== Page ==

Search code examples
pythonhtmlbeautifulsoupabbr

How to convert html `abbr` tag text to a text in parentheses in Python?


I need to convert hundreds of html sentences generated by an outside source to readable text, and I have a question about conversion of abbr tag. Below is an example:

from bs4 import BeautifulSoup
text = "<abbr title=\"World Health Organization\" style=\"color:blue\">WHO</abbr> is a specialized agency of the <abbr title=\"United Nations\" style=\"color:#CCCC00\">UN</abbr>."
print (BeautifulSoup(text).get_text())

This code returns "WHO is a specialized agency of the UN.". However, what I want is "WHO (World Health Organization) is a specialized agency of the UN (United Nations)." Is there a way to do this? Maybe another module rather than BeautifulSoup?


Solution

  • You can iterate over the elements in soup.contents:

    from bs4 import BeautifulSoup as soup
    text = "<abbr title=\"World Health Organization\" style=\"color:blue\">WHO</abbr> is a specialized agency of the <abbr title=\"United Nations\" style=\"color:#CCCC00\">UN</abbr>."
    d = ''.join(str(i) if i.name is None else f'{i.text} ({i["title"]})' for i in soup(text, 'html.parser').contents)
    

    Output:

    'WHO (World Health Organization) is a specialized agency of the UN (United Nations).'

== Tasks to carry out ==
**A)** In the abbr-tag thread, what text does the asker's original BeautifulSoup code return?
**B)** Please update the part of the abbr-tag thread that opens with the words containing "Search code examples" and closes with "print (BeautifulSoup(text).get_text())", putting "external source" in place of "outside source".

(Stored data entries)
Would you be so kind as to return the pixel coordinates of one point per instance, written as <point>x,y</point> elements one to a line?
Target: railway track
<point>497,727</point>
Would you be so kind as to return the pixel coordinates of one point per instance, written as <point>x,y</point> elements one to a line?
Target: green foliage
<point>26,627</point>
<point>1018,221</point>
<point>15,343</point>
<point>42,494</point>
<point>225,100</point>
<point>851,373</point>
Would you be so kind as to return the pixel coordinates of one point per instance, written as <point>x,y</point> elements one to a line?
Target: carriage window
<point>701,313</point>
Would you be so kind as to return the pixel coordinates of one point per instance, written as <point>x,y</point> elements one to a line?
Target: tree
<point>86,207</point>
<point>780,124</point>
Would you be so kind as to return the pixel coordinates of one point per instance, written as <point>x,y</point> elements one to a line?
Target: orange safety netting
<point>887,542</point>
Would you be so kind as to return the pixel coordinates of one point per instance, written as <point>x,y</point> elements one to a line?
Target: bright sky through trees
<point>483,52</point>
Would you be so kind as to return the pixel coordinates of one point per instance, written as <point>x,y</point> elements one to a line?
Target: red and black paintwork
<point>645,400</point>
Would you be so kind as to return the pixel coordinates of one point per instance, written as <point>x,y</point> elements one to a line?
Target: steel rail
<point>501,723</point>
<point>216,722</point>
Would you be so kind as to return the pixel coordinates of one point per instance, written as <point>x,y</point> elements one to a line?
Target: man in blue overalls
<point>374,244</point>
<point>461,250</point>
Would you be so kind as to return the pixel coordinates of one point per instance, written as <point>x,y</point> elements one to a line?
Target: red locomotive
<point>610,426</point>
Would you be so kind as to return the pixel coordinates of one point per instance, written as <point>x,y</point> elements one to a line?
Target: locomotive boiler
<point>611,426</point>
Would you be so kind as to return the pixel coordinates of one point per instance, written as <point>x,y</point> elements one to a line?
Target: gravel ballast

== List of solutions ==
**A)** "WHO is a specialized agency of the UN."

**B)**
Search code examples
pythonhtmlbeautifulsoupabbr

How to convert html `abbr` tag text to a text in parentheses in Python?


I need to convert hundreds of html sentences generated by an external source to readable text, and I have a question about conversion of abbr tag. Below is an example:

from bs4 import BeautifulSoup
text = "<abbr title=\"World Health Organization\" style=\"color:blue\">WHO</abbr> is a specialized agency of the <abbr title=\"United Nations\" style=\"color:#CCCC00\">UN</abbr>."
print (BeautifulSoup(text).get_text())